## Task instructions:
Working from the records below, repeat exactly the lines starting at the line that contains "Target: parking space marking" and ending at the line that contains "Scouting pass: put a marker on the pier, one", inclusive.

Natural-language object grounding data
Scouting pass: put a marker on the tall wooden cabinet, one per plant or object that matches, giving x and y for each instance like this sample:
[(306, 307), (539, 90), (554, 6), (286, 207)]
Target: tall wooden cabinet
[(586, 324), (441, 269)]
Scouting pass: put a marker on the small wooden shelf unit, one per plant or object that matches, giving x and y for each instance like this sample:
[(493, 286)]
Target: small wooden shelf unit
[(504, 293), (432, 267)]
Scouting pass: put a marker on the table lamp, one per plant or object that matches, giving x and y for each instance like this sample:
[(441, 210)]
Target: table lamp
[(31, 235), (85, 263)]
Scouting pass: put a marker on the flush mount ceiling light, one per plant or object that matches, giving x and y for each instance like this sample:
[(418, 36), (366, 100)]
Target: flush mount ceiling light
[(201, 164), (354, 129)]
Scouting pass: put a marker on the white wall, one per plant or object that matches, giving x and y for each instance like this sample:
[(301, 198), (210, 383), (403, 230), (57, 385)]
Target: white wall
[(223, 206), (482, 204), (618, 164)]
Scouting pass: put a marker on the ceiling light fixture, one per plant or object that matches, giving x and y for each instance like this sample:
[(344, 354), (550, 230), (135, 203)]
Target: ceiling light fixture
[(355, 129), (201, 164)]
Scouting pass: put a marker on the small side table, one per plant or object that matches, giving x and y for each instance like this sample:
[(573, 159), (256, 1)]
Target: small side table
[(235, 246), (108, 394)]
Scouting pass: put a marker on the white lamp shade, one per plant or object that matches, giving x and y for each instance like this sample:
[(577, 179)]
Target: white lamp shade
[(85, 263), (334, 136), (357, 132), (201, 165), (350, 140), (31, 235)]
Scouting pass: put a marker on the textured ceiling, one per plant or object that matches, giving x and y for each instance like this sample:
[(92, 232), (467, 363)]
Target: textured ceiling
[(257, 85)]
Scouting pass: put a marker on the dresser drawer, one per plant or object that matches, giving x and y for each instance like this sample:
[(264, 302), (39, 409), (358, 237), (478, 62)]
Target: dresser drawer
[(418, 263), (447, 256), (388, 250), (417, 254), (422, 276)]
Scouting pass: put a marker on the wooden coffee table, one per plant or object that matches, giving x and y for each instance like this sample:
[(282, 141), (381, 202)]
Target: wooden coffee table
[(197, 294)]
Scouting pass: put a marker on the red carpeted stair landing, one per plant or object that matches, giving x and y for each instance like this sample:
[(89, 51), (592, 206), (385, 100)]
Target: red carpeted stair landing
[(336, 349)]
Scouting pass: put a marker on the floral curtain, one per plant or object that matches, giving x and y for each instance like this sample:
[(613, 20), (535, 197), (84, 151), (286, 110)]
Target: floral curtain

--

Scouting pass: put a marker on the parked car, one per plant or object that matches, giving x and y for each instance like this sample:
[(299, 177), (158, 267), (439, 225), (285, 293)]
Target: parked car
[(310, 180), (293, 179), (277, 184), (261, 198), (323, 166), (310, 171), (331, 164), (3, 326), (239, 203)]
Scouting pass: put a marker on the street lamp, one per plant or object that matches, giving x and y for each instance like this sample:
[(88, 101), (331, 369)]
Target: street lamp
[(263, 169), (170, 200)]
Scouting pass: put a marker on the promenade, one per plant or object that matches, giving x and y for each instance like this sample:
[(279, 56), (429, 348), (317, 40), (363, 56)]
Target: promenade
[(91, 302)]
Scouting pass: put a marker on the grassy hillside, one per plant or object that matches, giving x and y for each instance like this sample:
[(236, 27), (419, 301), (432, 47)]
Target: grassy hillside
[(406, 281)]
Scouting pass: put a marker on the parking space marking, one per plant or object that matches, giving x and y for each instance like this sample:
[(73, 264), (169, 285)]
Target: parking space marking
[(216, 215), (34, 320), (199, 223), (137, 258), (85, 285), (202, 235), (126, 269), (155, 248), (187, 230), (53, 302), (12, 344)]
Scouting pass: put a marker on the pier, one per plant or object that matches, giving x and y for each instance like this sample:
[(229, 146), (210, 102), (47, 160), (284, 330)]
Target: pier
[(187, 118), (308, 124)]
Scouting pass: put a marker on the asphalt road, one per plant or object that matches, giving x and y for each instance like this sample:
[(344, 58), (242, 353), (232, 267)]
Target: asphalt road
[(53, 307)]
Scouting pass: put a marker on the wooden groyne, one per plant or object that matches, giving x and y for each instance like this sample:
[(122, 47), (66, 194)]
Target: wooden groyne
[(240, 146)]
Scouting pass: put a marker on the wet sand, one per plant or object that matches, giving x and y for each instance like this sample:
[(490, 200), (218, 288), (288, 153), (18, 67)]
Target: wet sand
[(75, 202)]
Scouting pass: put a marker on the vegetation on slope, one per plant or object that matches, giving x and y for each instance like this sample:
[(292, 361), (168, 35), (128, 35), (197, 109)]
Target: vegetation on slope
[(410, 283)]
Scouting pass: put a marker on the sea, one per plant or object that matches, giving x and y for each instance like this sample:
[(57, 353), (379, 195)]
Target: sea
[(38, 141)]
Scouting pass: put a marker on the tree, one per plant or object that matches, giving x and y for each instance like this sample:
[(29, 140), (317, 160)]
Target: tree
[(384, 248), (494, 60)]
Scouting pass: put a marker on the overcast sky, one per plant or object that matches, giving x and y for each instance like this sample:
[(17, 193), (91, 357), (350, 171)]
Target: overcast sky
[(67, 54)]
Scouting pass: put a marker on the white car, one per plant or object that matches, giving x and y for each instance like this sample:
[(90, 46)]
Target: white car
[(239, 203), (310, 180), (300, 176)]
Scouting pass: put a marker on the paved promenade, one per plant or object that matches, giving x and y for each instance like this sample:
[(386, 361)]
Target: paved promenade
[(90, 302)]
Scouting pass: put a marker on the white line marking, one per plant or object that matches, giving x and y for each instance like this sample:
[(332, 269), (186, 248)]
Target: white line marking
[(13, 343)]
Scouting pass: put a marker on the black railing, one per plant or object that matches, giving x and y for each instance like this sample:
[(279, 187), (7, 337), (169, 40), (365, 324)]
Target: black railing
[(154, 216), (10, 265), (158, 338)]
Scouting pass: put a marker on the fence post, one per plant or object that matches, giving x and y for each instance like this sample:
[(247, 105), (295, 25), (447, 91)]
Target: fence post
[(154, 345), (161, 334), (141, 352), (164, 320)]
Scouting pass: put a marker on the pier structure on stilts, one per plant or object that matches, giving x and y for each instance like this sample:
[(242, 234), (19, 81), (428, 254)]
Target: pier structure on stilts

## Problem solution:
Target: parking space marking
[(216, 215), (34, 320), (199, 223), (137, 258), (85, 285), (202, 235), (126, 269), (155, 248), (187, 230), (53, 302), (12, 344)]
Scouting pass: put a marker on the pier, one per plant or object that matches, giving x and y for each instance like this sample:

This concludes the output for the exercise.